Your goal: Reproduce the listing below, replacing every occurrence of "retail shelf audit" with "floral image review" and keeping everything else unchanged. Leave the pictures out of your answer.

Data:

==*==

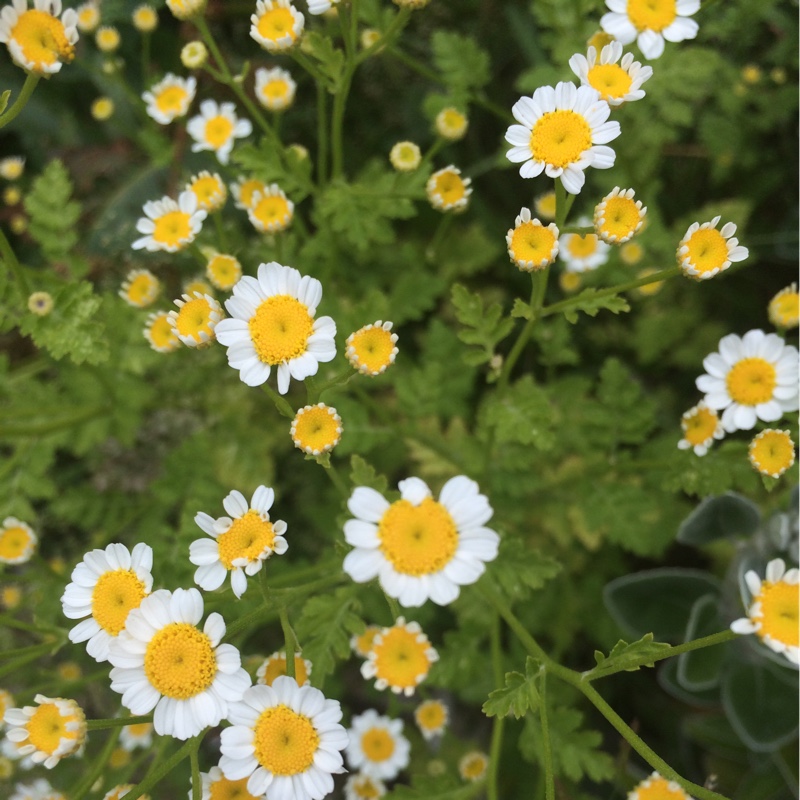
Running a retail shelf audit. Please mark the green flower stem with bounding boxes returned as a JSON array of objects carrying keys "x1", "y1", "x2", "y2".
[
  {"x1": 539, "y1": 267, "x2": 681, "y2": 317},
  {"x1": 0, "y1": 72, "x2": 42, "y2": 128}
]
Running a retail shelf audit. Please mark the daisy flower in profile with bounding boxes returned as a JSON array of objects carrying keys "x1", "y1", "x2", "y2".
[
  {"x1": 167, "y1": 292, "x2": 223, "y2": 347},
  {"x1": 4, "y1": 694, "x2": 86, "y2": 769},
  {"x1": 361, "y1": 617, "x2": 439, "y2": 697},
  {"x1": 458, "y1": 750, "x2": 489, "y2": 783},
  {"x1": 250, "y1": 0, "x2": 305, "y2": 53},
  {"x1": 0, "y1": 517, "x2": 39, "y2": 564},
  {"x1": 414, "y1": 700, "x2": 450, "y2": 742},
  {"x1": 255, "y1": 67, "x2": 297, "y2": 111},
  {"x1": 131, "y1": 192, "x2": 206, "y2": 253},
  {"x1": 108, "y1": 589, "x2": 250, "y2": 739},
  {"x1": 425, "y1": 164, "x2": 472, "y2": 212},
  {"x1": 189, "y1": 486, "x2": 289, "y2": 597},
  {"x1": 747, "y1": 428, "x2": 794, "y2": 478},
  {"x1": 677, "y1": 217, "x2": 750, "y2": 281},
  {"x1": 506, "y1": 208, "x2": 558, "y2": 272},
  {"x1": 569, "y1": 41, "x2": 653, "y2": 107},
  {"x1": 184, "y1": 170, "x2": 228, "y2": 213},
  {"x1": 61, "y1": 542, "x2": 153, "y2": 662},
  {"x1": 506, "y1": 83, "x2": 620, "y2": 194},
  {"x1": 600, "y1": 0, "x2": 700, "y2": 60},
  {"x1": 256, "y1": 652, "x2": 311, "y2": 686},
  {"x1": 695, "y1": 329, "x2": 798, "y2": 433},
  {"x1": 247, "y1": 188, "x2": 294, "y2": 233},
  {"x1": 344, "y1": 475, "x2": 500, "y2": 608},
  {"x1": 731, "y1": 558, "x2": 800, "y2": 664},
  {"x1": 345, "y1": 319, "x2": 400, "y2": 377},
  {"x1": 217, "y1": 261, "x2": 336, "y2": 394},
  {"x1": 219, "y1": 675, "x2": 347, "y2": 800},
  {"x1": 0, "y1": 0, "x2": 78, "y2": 75},
  {"x1": 142, "y1": 72, "x2": 197, "y2": 125},
  {"x1": 118, "y1": 269, "x2": 161, "y2": 308},
  {"x1": 186, "y1": 100, "x2": 253, "y2": 164},
  {"x1": 767, "y1": 283, "x2": 800, "y2": 330},
  {"x1": 345, "y1": 708, "x2": 411, "y2": 781},
  {"x1": 594, "y1": 186, "x2": 647, "y2": 244},
  {"x1": 678, "y1": 400, "x2": 725, "y2": 456}
]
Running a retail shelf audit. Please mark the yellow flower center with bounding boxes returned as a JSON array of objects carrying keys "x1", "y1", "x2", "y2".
[
  {"x1": 530, "y1": 111, "x2": 592, "y2": 167},
  {"x1": 725, "y1": 358, "x2": 776, "y2": 406},
  {"x1": 378, "y1": 497, "x2": 458, "y2": 576},
  {"x1": 9, "y1": 9, "x2": 75, "y2": 72},
  {"x1": 0, "y1": 526, "x2": 31, "y2": 560},
  {"x1": 587, "y1": 64, "x2": 633, "y2": 100},
  {"x1": 258, "y1": 8, "x2": 297, "y2": 42},
  {"x1": 511, "y1": 221, "x2": 556, "y2": 266},
  {"x1": 254, "y1": 705, "x2": 319, "y2": 775},
  {"x1": 249, "y1": 294, "x2": 314, "y2": 366},
  {"x1": 217, "y1": 508, "x2": 275, "y2": 569},
  {"x1": 628, "y1": 0, "x2": 678, "y2": 32},
  {"x1": 144, "y1": 622, "x2": 217, "y2": 700},
  {"x1": 361, "y1": 728, "x2": 394, "y2": 761},
  {"x1": 92, "y1": 569, "x2": 147, "y2": 636},
  {"x1": 374, "y1": 626, "x2": 431, "y2": 689}
]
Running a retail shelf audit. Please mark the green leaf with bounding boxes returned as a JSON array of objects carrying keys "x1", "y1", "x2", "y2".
[{"x1": 483, "y1": 656, "x2": 541, "y2": 719}]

==*==

Task answer:
Running a floral image review. Please mark the green flower stem with bounding boxes returned as a JSON array of objects carrying keys "x1", "y1", "x2", "y2".
[
  {"x1": 539, "y1": 267, "x2": 681, "y2": 317},
  {"x1": 0, "y1": 72, "x2": 42, "y2": 128}
]
Running a floral image review. Please mark the daisy flower in profile with bounding boxes returned as a JSON array of objects carrying keys "x1", "y1", "x2", "y2".
[
  {"x1": 167, "y1": 292, "x2": 223, "y2": 347},
  {"x1": 4, "y1": 694, "x2": 86, "y2": 769},
  {"x1": 361, "y1": 617, "x2": 439, "y2": 697},
  {"x1": 458, "y1": 750, "x2": 489, "y2": 783},
  {"x1": 250, "y1": 0, "x2": 305, "y2": 53},
  {"x1": 0, "y1": 517, "x2": 39, "y2": 564},
  {"x1": 414, "y1": 700, "x2": 450, "y2": 742},
  {"x1": 255, "y1": 67, "x2": 297, "y2": 111},
  {"x1": 131, "y1": 192, "x2": 206, "y2": 253},
  {"x1": 108, "y1": 589, "x2": 250, "y2": 739},
  {"x1": 425, "y1": 164, "x2": 472, "y2": 212},
  {"x1": 189, "y1": 486, "x2": 289, "y2": 597},
  {"x1": 747, "y1": 428, "x2": 794, "y2": 478},
  {"x1": 677, "y1": 217, "x2": 750, "y2": 281},
  {"x1": 506, "y1": 208, "x2": 558, "y2": 272},
  {"x1": 569, "y1": 41, "x2": 653, "y2": 107},
  {"x1": 184, "y1": 170, "x2": 228, "y2": 213},
  {"x1": 61, "y1": 542, "x2": 153, "y2": 662},
  {"x1": 506, "y1": 83, "x2": 620, "y2": 194},
  {"x1": 600, "y1": 0, "x2": 700, "y2": 60},
  {"x1": 256, "y1": 652, "x2": 311, "y2": 686},
  {"x1": 695, "y1": 329, "x2": 798, "y2": 433},
  {"x1": 247, "y1": 188, "x2": 294, "y2": 233},
  {"x1": 344, "y1": 475, "x2": 500, "y2": 608},
  {"x1": 731, "y1": 558, "x2": 800, "y2": 664},
  {"x1": 345, "y1": 319, "x2": 400, "y2": 377},
  {"x1": 217, "y1": 261, "x2": 336, "y2": 394},
  {"x1": 219, "y1": 675, "x2": 347, "y2": 800},
  {"x1": 0, "y1": 0, "x2": 78, "y2": 75},
  {"x1": 142, "y1": 72, "x2": 197, "y2": 125},
  {"x1": 118, "y1": 269, "x2": 161, "y2": 308},
  {"x1": 186, "y1": 100, "x2": 253, "y2": 164},
  {"x1": 767, "y1": 283, "x2": 800, "y2": 330},
  {"x1": 345, "y1": 708, "x2": 411, "y2": 781},
  {"x1": 594, "y1": 186, "x2": 647, "y2": 244},
  {"x1": 678, "y1": 400, "x2": 725, "y2": 456}
]
Running a floral image review. Please mark the yellow flower center with bounding boxes returned as a JSON array of objects carrying keys "x1", "y1", "x2", "y2".
[
  {"x1": 530, "y1": 111, "x2": 592, "y2": 167},
  {"x1": 725, "y1": 358, "x2": 776, "y2": 406},
  {"x1": 378, "y1": 497, "x2": 458, "y2": 576},
  {"x1": 9, "y1": 9, "x2": 75, "y2": 72},
  {"x1": 0, "y1": 526, "x2": 31, "y2": 560},
  {"x1": 587, "y1": 64, "x2": 633, "y2": 100},
  {"x1": 258, "y1": 8, "x2": 297, "y2": 42},
  {"x1": 511, "y1": 221, "x2": 556, "y2": 266},
  {"x1": 254, "y1": 705, "x2": 319, "y2": 775},
  {"x1": 249, "y1": 294, "x2": 314, "y2": 366},
  {"x1": 217, "y1": 508, "x2": 275, "y2": 569},
  {"x1": 628, "y1": 0, "x2": 678, "y2": 32},
  {"x1": 144, "y1": 622, "x2": 217, "y2": 700},
  {"x1": 361, "y1": 728, "x2": 394, "y2": 761},
  {"x1": 92, "y1": 569, "x2": 147, "y2": 636},
  {"x1": 374, "y1": 626, "x2": 431, "y2": 689}
]
Running a floral image review. Please mark the green leaf with bounding boxes returned as a JSON array of objects carrying keys "x1", "y1", "x2", "y2".
[{"x1": 483, "y1": 656, "x2": 541, "y2": 719}]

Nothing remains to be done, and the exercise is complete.